++++ Data supplied ++++
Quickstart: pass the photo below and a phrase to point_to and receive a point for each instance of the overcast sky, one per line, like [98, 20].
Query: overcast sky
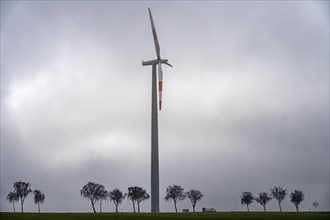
[245, 106]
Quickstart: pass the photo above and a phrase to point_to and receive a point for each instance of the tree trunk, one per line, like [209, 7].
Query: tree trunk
[22, 205]
[280, 206]
[93, 207]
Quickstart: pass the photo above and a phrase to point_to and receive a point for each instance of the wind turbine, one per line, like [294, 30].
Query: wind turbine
[154, 116]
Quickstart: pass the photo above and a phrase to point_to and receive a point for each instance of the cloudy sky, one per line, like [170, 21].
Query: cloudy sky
[245, 106]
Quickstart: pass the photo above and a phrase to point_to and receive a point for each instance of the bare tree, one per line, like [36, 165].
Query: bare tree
[117, 197]
[279, 194]
[39, 197]
[263, 199]
[246, 198]
[12, 197]
[315, 204]
[23, 190]
[137, 194]
[296, 198]
[194, 196]
[176, 193]
[92, 192]
[102, 195]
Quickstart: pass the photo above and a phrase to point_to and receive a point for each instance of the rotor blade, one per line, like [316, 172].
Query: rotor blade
[160, 84]
[154, 35]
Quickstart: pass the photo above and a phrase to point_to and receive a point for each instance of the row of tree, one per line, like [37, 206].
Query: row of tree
[21, 191]
[277, 193]
[96, 192]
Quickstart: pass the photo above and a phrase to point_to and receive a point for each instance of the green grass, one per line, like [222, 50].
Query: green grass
[172, 216]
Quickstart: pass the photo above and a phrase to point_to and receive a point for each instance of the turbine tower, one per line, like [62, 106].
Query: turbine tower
[154, 117]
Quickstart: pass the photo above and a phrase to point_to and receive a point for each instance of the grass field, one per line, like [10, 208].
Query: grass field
[162, 216]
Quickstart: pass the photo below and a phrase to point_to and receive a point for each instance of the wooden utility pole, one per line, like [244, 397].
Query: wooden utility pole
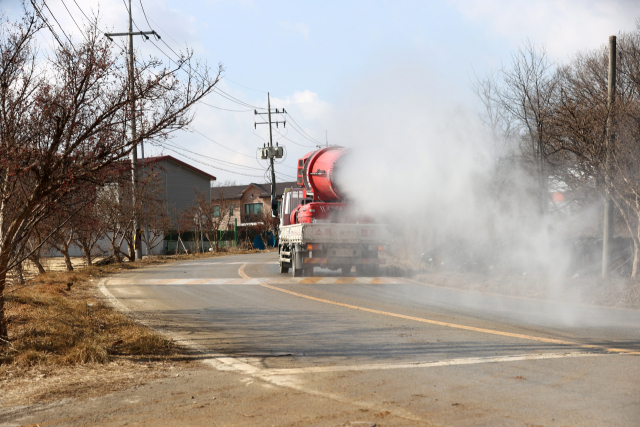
[607, 232]
[271, 152]
[137, 236]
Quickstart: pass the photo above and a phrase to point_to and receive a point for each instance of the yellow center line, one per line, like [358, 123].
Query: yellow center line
[447, 324]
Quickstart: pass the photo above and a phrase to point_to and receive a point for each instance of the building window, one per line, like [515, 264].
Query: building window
[253, 208]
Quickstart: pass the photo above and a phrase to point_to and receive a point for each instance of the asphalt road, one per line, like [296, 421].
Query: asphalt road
[424, 354]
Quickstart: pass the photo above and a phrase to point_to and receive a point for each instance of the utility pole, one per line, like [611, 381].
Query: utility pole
[146, 219]
[607, 232]
[137, 237]
[271, 152]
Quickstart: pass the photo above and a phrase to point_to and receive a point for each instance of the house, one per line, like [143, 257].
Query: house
[177, 183]
[243, 204]
[180, 181]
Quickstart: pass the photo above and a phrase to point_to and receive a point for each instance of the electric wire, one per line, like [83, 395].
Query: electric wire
[208, 157]
[207, 164]
[225, 109]
[74, 20]
[41, 15]
[215, 142]
[145, 14]
[224, 95]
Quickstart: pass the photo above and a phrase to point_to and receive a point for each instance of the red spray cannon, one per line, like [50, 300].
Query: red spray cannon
[316, 174]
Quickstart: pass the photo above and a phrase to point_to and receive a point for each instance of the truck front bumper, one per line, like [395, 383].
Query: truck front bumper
[344, 261]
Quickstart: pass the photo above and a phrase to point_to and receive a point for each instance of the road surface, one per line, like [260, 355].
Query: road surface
[421, 352]
[383, 350]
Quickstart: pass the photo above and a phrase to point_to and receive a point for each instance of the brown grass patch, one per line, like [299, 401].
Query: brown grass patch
[54, 324]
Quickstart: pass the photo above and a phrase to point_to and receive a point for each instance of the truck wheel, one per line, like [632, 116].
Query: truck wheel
[362, 270]
[374, 270]
[283, 267]
[297, 272]
[345, 270]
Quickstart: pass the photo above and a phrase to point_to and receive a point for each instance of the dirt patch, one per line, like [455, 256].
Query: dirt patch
[42, 383]
[66, 342]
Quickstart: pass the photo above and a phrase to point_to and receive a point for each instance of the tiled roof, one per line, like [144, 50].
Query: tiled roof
[236, 191]
[157, 159]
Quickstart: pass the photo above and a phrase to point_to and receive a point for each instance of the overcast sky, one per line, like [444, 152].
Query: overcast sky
[326, 60]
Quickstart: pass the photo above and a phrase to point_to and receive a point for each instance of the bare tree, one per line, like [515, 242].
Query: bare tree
[519, 106]
[63, 123]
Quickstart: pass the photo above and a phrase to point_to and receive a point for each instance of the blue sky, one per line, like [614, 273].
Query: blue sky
[325, 61]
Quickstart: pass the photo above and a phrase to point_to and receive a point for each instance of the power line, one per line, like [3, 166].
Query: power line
[145, 14]
[74, 20]
[215, 142]
[208, 157]
[225, 109]
[210, 165]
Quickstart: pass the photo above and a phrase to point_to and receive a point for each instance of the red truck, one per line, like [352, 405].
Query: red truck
[317, 227]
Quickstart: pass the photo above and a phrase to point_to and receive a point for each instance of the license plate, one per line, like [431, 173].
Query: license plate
[344, 252]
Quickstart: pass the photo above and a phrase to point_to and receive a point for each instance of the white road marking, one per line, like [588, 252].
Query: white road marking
[259, 281]
[449, 362]
[291, 378]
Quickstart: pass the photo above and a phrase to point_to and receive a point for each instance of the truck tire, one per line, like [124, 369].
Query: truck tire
[362, 270]
[297, 272]
[283, 267]
[374, 270]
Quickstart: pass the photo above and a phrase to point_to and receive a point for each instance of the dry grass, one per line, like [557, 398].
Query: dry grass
[52, 324]
[68, 343]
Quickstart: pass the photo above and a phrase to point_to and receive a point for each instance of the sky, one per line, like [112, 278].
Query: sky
[327, 62]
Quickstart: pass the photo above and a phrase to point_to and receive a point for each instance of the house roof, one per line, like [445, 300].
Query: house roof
[158, 159]
[236, 191]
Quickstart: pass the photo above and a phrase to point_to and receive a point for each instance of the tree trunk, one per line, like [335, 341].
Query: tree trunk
[4, 333]
[67, 259]
[87, 253]
[20, 272]
[35, 259]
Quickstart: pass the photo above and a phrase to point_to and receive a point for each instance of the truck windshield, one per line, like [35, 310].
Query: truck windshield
[295, 199]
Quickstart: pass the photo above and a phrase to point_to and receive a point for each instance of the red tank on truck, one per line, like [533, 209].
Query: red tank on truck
[318, 227]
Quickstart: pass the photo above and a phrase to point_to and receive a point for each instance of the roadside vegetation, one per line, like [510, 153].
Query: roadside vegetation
[59, 318]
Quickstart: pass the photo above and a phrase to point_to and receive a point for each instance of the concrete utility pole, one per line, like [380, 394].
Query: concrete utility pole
[607, 233]
[272, 152]
[146, 220]
[134, 151]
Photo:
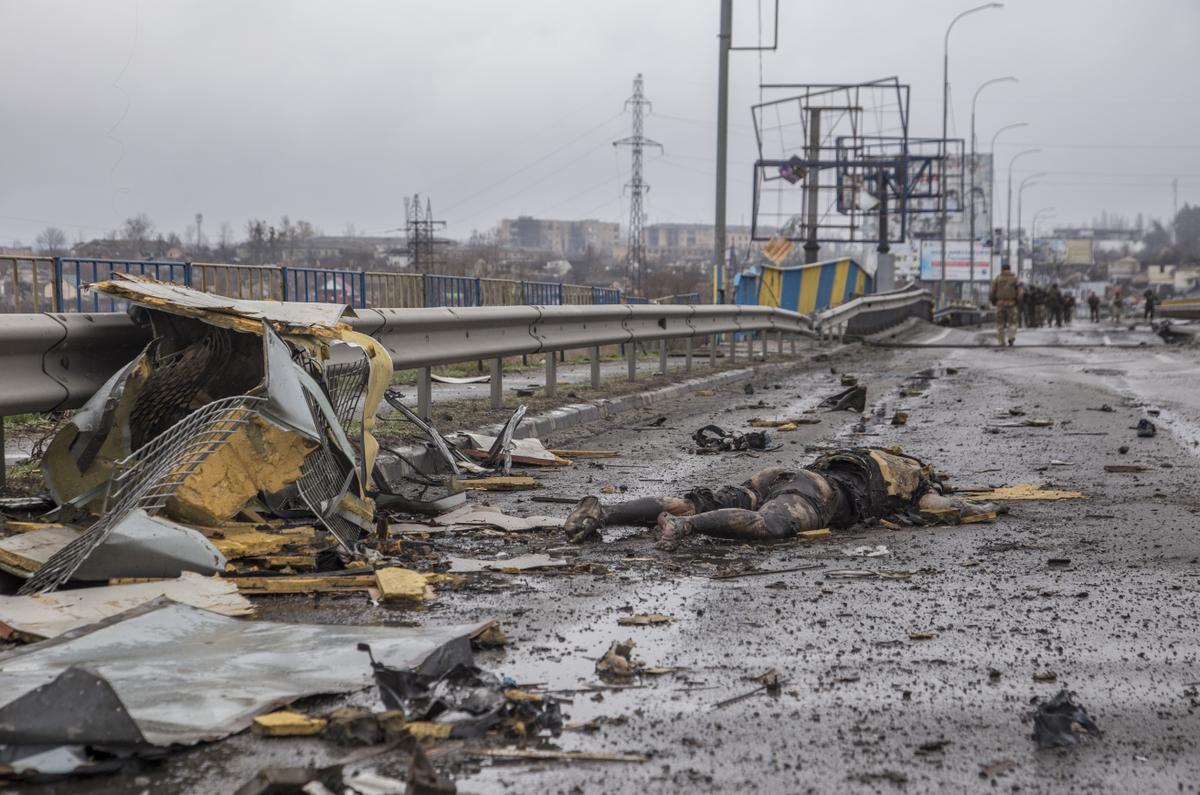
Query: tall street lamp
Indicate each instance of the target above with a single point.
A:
(1033, 231)
(946, 101)
(991, 197)
(1020, 193)
(1008, 234)
(973, 156)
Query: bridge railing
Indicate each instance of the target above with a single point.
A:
(72, 274)
(28, 284)
(255, 282)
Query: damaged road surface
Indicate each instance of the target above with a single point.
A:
(925, 650)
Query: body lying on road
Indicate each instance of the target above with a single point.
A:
(840, 489)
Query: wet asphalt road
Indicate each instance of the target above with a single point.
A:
(865, 706)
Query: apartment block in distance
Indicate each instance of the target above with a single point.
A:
(691, 240)
(563, 238)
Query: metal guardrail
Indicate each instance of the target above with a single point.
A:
(876, 312)
(1182, 309)
(58, 360)
(30, 284)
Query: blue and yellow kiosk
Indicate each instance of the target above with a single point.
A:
(803, 288)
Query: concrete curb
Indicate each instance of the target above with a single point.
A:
(575, 414)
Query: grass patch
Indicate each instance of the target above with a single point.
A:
(23, 478)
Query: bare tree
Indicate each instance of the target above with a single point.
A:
++++
Instruction: Format every line of the entries above as a Markdown table with the columns Row and Text, numbering each row and skipping blank lines. Leave the pictures out.

The answer:
| Row | Text |
|---|---|
| 1 | Quickstart: pass the photo below and a phrase to point_to and receive a point for each instance of the overcast sky, one per line, like [98, 20]. |
| 2 | Query: overcast sky |
| 3 | [245, 106] |
| 4 | Quickstart: pass the photo above and a phrase to point_to and receive a point for each instance of the tree trunk, one per line, like [209, 7]. |
| 5 | Query: tree trunk |
| 6 | [22, 205] |
| 7 | [280, 206] |
| 8 | [93, 207] |
| 9 | Quickstart: pass the photo above and a phrase to point_to and receive a point for each instance of the wind turbine, one per line, like [294, 30]. |
| 10 | Query: wind turbine |
| 11 | [154, 116] |
| 12 | Quickstart: pass the photo above and a phrase to point_to and receive a point for each instance of the cloudy sky, one per line, like [170, 21]. |
| 13 | Query: cloudy sky |
| 14 | [245, 106] |
| 15 | Quickstart: pass the photo above and a phrase to point_to and receive a point for each instance of the bare tree, one per line, like [36, 165]. |
| 16 | Query: bare tree |
| 17 | [117, 197] |
| 18 | [279, 194] |
| 19 | [39, 197] |
| 20 | [263, 199] |
| 21 | [246, 198] |
| 22 | [12, 197] |
| 23 | [315, 204] |
| 24 | [23, 190] |
| 25 | [137, 194] |
| 26 | [296, 198] |
| 27 | [194, 196] |
| 28 | [176, 193] |
| 29 | [92, 192] |
| 30 | [102, 195] |
| 31 | Quickstart: pass the photo above and a phrase to point_to and receive a point for each instance of the rotor blade, one per line, like [316, 172]. |
| 32 | Query: rotor blade |
| 33 | [160, 84] |
| 34 | [154, 35] |
| 35 | Quickstart: pass the photo above and a phrase to point_to and receive a point for each instance of the row of tree, one per line, like [37, 206]. |
| 36 | Query: row of tree |
| 37 | [21, 191] |
| 38 | [277, 193] |
| 39 | [96, 192] |
| 40 | Quickstart: pass the photo above and a phrase to point_to and receive a point for each instance of the green grass, one per line, like [222, 50]. |
| 41 | Query: green grass |
| 42 | [172, 216] |
| 43 | Quickstart: pass the photo above and a phrase to point_to and receive a point for each instance of the turbine tower, one per line, like [62, 106]. |
| 44 | Query: turbine tower |
| 45 | [154, 117] |
| 46 | Quickstart: pass the photo above and a phrase to point_to and receive a point for each instance of the grass field, one per line, like [10, 208]. |
| 47 | Query: grass field |
| 48 | [162, 216] |
| 49 | Quickstart: pass the photo below and a phrase to point_to and receive a point for each instance of the wooden utility pole, one per line, like [244, 397]. |
| 50 | Query: wooden utility pole |
| 51 | [607, 232] |
| 52 | [271, 152] |
| 53 | [137, 236] |
| 54 | Quickstart: pass the photo above and a phrase to point_to and receive a point for each instance of the yellow center line, one per line, like [358, 123]. |
| 55 | Query: yellow center line |
| 56 | [447, 324] |
| 57 | Quickstart: pass the photo above and a phrase to point_to and receive a point for each instance of the building window, one per line, like [515, 264]. |
| 58 | Query: building window |
| 59 | [253, 208] |
| 60 | Quickstart: pass the photo above and a phrase to point_to and receive a point for each instance of the asphalt road, one per line, like [296, 421]. |
| 61 | Query: asphalt road |
| 62 | [424, 354] |
| 63 | Quickstart: pass the photo above and a phrase to point_to and receive a point for each instance of the utility pole, one per line, like [611, 381]. |
| 64 | Query: utility pole |
| 65 | [146, 219] |
| 66 | [607, 232] |
| 67 | [137, 237] |
| 68 | [271, 152] |
| 69 | Quickstart: pass the photo above and a phrase to point_to and receive a point for each instance of the house, one per line, like [143, 257]. |
| 70 | Query: house |
| 71 | [177, 183] |
| 72 | [243, 204] |
| 73 | [180, 181] |
| 74 | Quickstart: pass the photo above and a phrase to point_to and receive a point for each instance of the electric wire, one per line, like [83, 395]. |
| 75 | Query: electric wire |
| 76 | [208, 157] |
| 77 | [207, 164] |
| 78 | [225, 109] |
| 79 | [74, 20] |
| 80 | [41, 15] |
| 81 | [215, 142] |
| 82 | [145, 14] |
| 83 | [224, 95] |
| 84 | Quickstart: pass the photo above and a phrase to point_to and receive a point for each instance of the red spray cannon, one per line, like [50, 300]. |
| 85 | Query: red spray cannon |
| 86 | [316, 174] |
| 87 | Quickstart: pass the photo above and a phrase to point_to and receive a point for each instance of the truck front bumper, one per line, like [395, 383]. |
| 88 | Query: truck front bumper |
| 89 | [344, 261] |
| 90 | Quickstart: pass the photo above and a phrase to point_to and receive a point for each instance of the road surface, one per line, like [260, 355]. |
| 91 | Query: road surface |
| 92 | [421, 352] |
| 93 | [383, 350] |
| 94 | Quickstart: pass the photo above and a phrase to point_to and receive a point for each instance of the brown grass patch, one per line, like [299, 401]. |
| 95 | Query: brown grass patch |
| 96 | [54, 324] |
| 97 | Quickstart: pass the photo above and a phrase to point_to and receive a point for each instance of the truck wheel, one per line, like [632, 116]. |
| 98 | Query: truck wheel |
| 99 | [362, 270] |
| 100 | [374, 270] |
| 101 | [283, 267] |
| 102 | [297, 272] |
| 103 | [345, 270] |
| 104 | Quickstart: pass the photo above and a phrase to point_to and receive a point for each instance of the dirt patch, one per line, like [455, 256]. |
| 105 | Query: dirt patch |
| 106 | [42, 383] |
| 107 | [66, 342] |
| 108 | Quickstart: pass the photo above and a phrase to point_to and receive a point for each instance of the tiled roof, one per line, like [144, 50]. |
| 109 | Query: tiled roof |
| 110 | [236, 191] |
| 111 | [157, 159] |
| 112 | Quickstart: pass the photo above and a phrase to point_to and receive a point for each instance of the overcast sky, one per line, like [444, 152]. |
| 113 | Query: overcast sky |
| 114 | [326, 60] |
| 115 | Quickstart: pass the photo above and a phrase to point_to and receive a point for each instance of the bare tree, one per line, like [515, 242]. |
| 116 | Query: bare tree |
| 117 | [519, 106] |
| 118 | [63, 123] |
| 119 | Quickstart: pass the photo above and a phrase to point_to and receive a point for each instance of the blue sky, one per line, like [614, 273]. |
| 120 | Query: blue sky |
| 121 | [325, 61] |
| 122 | Quickstart: pass the photo above and a phrase to point_to and receive a point for each instance of the power line, one per line, like [3, 166]. |
| 123 | Query: power line |
| 124 | [145, 14] |
| 125 | [74, 20] |
| 126 | [215, 142] |
| 127 | [208, 157] |
| 128 | [225, 109] |
| 129 | [210, 165] |
| 130 | Quickstart: pass the photo above and a phrase to point_to and receive a point for each instance of the red truck, one per line, like [352, 405]. |
| 131 | Query: red truck |
| 132 | [317, 227] |
| 133 | Quickstart: pass the photo above and a phrase to point_to and receive a point for each instance of the license plate, one per line, like [431, 173]. |
| 134 | Query: license plate |
| 135 | [344, 252] |
| 136 | Quickstart: pass the photo above and a phrase to point_to and receive a point for each instance of the white road marking, one per line, like [588, 252]. |
| 137 | Query: white road marking |
| 138 | [259, 281] |
| 139 | [449, 362] |
| 140 | [291, 378] |
| 141 | Quickstart: pass the photo above and a phrase to point_to and receive a point for each instance of the truck tire, one per line, like [124, 369]. |
| 142 | Query: truck tire |
| 143 | [362, 270] |
| 144 | [297, 272] |
| 145 | [283, 267] |
| 146 | [374, 270] |
| 147 | Quickstart: pass the photo above and a phrase to point_to and receive a point for each instance of the dry grass, one per line, like [557, 398]. |
| 148 | Query: dry grass |
| 149 | [52, 324] |
| 150 | [68, 343] |
| 151 | Quickstart: pass the photo above and a phrase to point_to and receive a point for each instance of the sky, one per line, like [112, 278]. |
| 152 | Query: sky |
| 153 | [327, 62] |
| 154 | Quickstart: pass the photo above and a phrase to point_to and receive a point for each instance of the house roof, one per line, like [445, 300]. |
| 155 | Query: house roof |
| 156 | [158, 159] |
| 157 | [236, 191] |
| 158 | Quickstart: pass the photo above and a phrase to point_to and receive a point for each instance of the tree trunk, one per line, like [335, 341]. |
| 159 | Query: tree trunk |
| 160 | [4, 333] |
| 161 | [67, 259] |
| 162 | [87, 253] |
| 163 | [20, 272] |
| 164 | [35, 259] |
| 165 | Quickstart: pass the photo above and a phrase to point_to and receive a point for each instance of the truck windshield, one per line, like [35, 310]. |
| 166 | Query: truck windshield |
| 167 | [295, 199] |
| 168 | Quickstart: pass the photo above and a phrase to point_to and receive a point for each instance of the red tank on truck, one per line, like [533, 209]. |
| 169 | Query: red tank on truck |
| 170 | [318, 227] |
| 171 | Quickstart: pass the photo above and a phrase to point_to and receive a point for each instance of the roadside vegetation, one per line, like [510, 153]. |
| 172 | Query: roadside vegetation |
| 173 | [59, 318] |
| 174 | Quickstart: pass the photo above and a phrase to point_to and receive a point for each instance of the concrete utility pole, one per line, like [380, 394]. |
| 175 | Query: concrete utility pole |
| 176 | [607, 233] |
| 177 | [272, 152] |
| 178 | [146, 220] |
| 179 | [134, 151] |
| 180 | Photo: |
| 181 | Query: tall street lamp |
| 182 | Indicate each instance of the target above with a single point. |
| 183 | A: |
| 184 | (1033, 231) |
| 185 | (946, 101) |
| 186 | (991, 197) |
| 187 | (1020, 193) |
| 188 | (1008, 234) |
| 189 | (973, 156) |
| 190 | Query: bridge railing |
| 191 | Indicate each instance of the target above with a single point. |
| 192 | A: |
| 193 | (72, 274) |
| 194 | (28, 284) |
| 195 | (255, 282) |
| 196 | Query: damaged road surface |
| 197 | Indicate each instance of the target above with a single point. |
| 198 | A: |
| 199 | (925, 650) |
| 200 | Query: body lying on road |
| 201 | Indicate each instance of the target above with a single point. |
| 202 | A: |
| 203 | (840, 489) |
| 204 | Query: wet asphalt road |
| 205 | Indicate each instance of the target above with a single point. |
| 206 | A: |
| 207 | (865, 706) |
| 208 | Query: apartment block in distance |
| 209 | Indicate each instance of the target above with a single point. |
| 210 | A: |
| 211 | (691, 240) |
| 212 | (563, 238) |
| 213 | Query: metal guardrail |
| 214 | Indicate each instance of the target above with a single point. |
| 215 | A: |
| 216 | (876, 312) |
| 217 | (1182, 309) |
| 218 | (58, 360) |
| 219 | (30, 284) |
| 220 | Query: blue and yellow kiosk |
| 221 | Indicate each instance of the target above with a single point. |
| 222 | A: |
| 223 | (803, 288) |
| 224 | Query: concrete curb |
| 225 | Indicate each instance of the target above with a single point. |
| 226 | A: |
| 227 | (575, 414) |
| 228 | Query: grass patch |
| 229 | Indicate each instance of the target above with a single point. |
| 230 | A: |
| 231 | (23, 478) |
| 232 | Query: bare tree |
| 233 | Indicate each instance of the target above with a single point. |
| 234 | A: |